▶ **Passage provided**
----

Later work by NASA based on research aboard Space Shuttle mission STS-57 found greater individual variations between crew members' neutral body positions than originally suggested by the earlier Skylab study. In general, three main postures were exhibited by the crew as a whole. These constituted (1) an almost standing posture, (2) a slightly pitched forward posture with an extreme bend at the knees, and (3) an elongated posture with a straight neck. Differences in posture exhibited in this study could be a result of the athletic bearing of the participants or the type of exercise, or both, and the amount of exercise regularly performed. Other differences may also stem from past physical injuries such as bone breaks and knee or shoulder injuries, and from gender differences such as center of gravity. No single crew member exhibited the typical NBP called out in the MSIS standard.

The neutral body posture occurs during a state of weightlessness and minimizes the body's need to support itself against the pull of gravity. This offloads musculoskeletal stress and reduces pressure on the diaphragm and spine. Neutral body posture supports the natural curvature of the spine. A neutral spine that is not experiencing mechanical stress will curve inward at the neck (cervical region), outward at the upper back (thoracic region), and inward at the lower back (lumbar region).

NASA standards for the neutral body position have informed seat design for commercial vehicle manufacturers. In 2005, engineers and scientists at Nissan Motor Company used NBP research in the development of driver's seats in their new vehicles.

----

▶ **Records supplied**
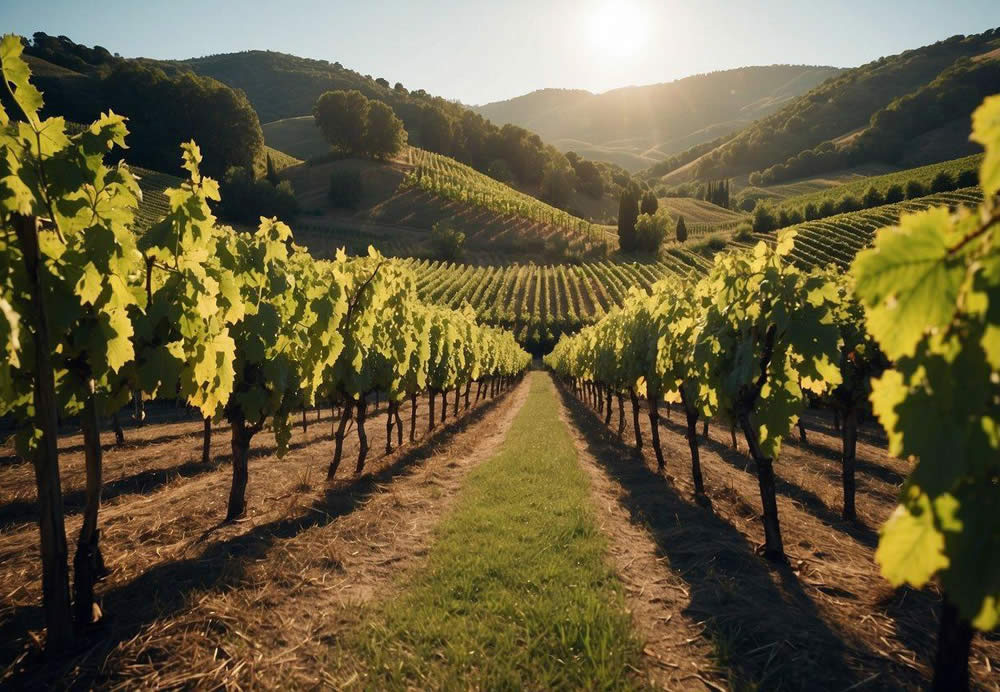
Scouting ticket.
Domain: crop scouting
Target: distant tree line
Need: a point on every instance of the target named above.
(953, 95)
(847, 102)
(359, 126)
(767, 218)
(163, 111)
(642, 227)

----

▶ **Exercise objective**
Write out the full passage on neutral body posture word for word.

▶ **Result below**
Later work by NASA based on research aboard Space Shuttle mission STS-57 found greater individual variations between crew members' neutral body positions than originally suggested by the earlier Skylab study. In general, three main postures were exhibited by the crew as a whole. These constituted (1) an almost standing posture, (2) a slightly pitched forward posture with an extreme bend at the knees, and (3) an elongated posture with a straight neck. Differences in posture exhibited in this study could be a result of the athletic bearing of the participants or the type of exercise, or both, and the amount of exercise regularly performed. Other differences may also stem from past physical injuries such as bone breaks and knee or shoulder injuries, and from gender differences such as center of gravity. No single crew member exhibited the typical NBP called out in the MSIS standard.

The neutral body posture occurs during a state of weightlessness and minimizes the body's need to support itself against the pull of gravity. This offloads musculoskeletal stress and reduces pressure on the diaphragm and spine. Neutral body posture supports the natural curvature of the spine. A neutral spine that is not experiencing mechanical stress will curve inward at the neck (cervical region), outward at the upper back (thoracic region), and inward at the lower back (lumbar region).

NASA standards for the neutral body position have informed seat design for commercial vehicle manufacturers. In 2005, engineers and scientists at Nissan Motor Company used NBP research in the development of driver's seats in their new vehicles.